WHAT TO DO:
Update the records below by replacing every "Target" with "Label" and keeping everything else the same. Leave the pictures out of your answer.

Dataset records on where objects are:
--- --- ---
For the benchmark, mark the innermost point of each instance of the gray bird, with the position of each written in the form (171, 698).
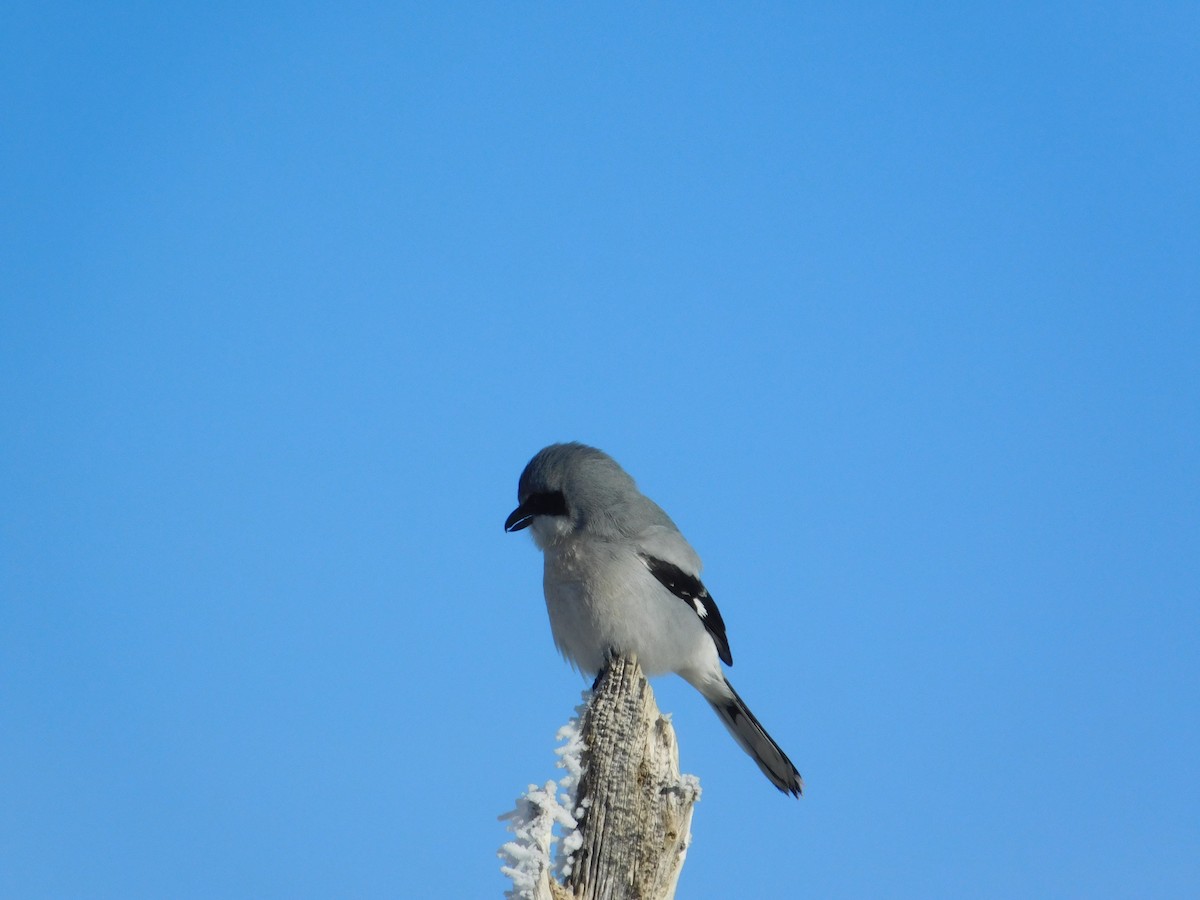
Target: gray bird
(619, 577)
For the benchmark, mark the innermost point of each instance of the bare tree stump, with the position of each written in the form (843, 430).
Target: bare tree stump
(636, 820)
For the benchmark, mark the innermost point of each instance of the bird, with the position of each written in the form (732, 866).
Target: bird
(621, 579)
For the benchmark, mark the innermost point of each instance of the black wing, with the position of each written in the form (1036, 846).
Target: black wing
(689, 588)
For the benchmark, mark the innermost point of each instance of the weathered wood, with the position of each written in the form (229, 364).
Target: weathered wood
(637, 808)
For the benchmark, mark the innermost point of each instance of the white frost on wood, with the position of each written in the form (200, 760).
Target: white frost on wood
(545, 816)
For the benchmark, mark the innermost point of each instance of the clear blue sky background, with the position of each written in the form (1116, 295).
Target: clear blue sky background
(894, 309)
--- --- ---
FINISHED TASK:
For the benchmark, mark the innermost point of each instance of the gray bird, with the position of each written in the form (171, 698).
Label: gray bird
(619, 577)
For the benchmark, mark the innermost point of each instance of the bare tree stump, with the position of each written in the form (843, 430).
Label: bare tree stump
(636, 820)
For the benchmark, mark the innermost point of each instance of the bird, with the position of each written in the form (732, 866).
Label: bird
(621, 579)
For the benchmark, mark the innermost point of each instance of the black wing, with the position of each written in the form (1036, 846).
Label: black wing
(689, 588)
For the benchmark, mark the innermost point of each instance of the weathered wood, with the position of each written in the form (229, 364).
Label: weathered wood
(637, 808)
For the benchmark, mark the innermost point of each instance of the white frost on wood, with the position of each written in the form (200, 760).
Label: white frost on wood
(545, 816)
For the benchmark, mark the innermost point of each instance of the clear blue sky background, with the position of each written in the form (1116, 295).
Label: clear blue sky background
(894, 309)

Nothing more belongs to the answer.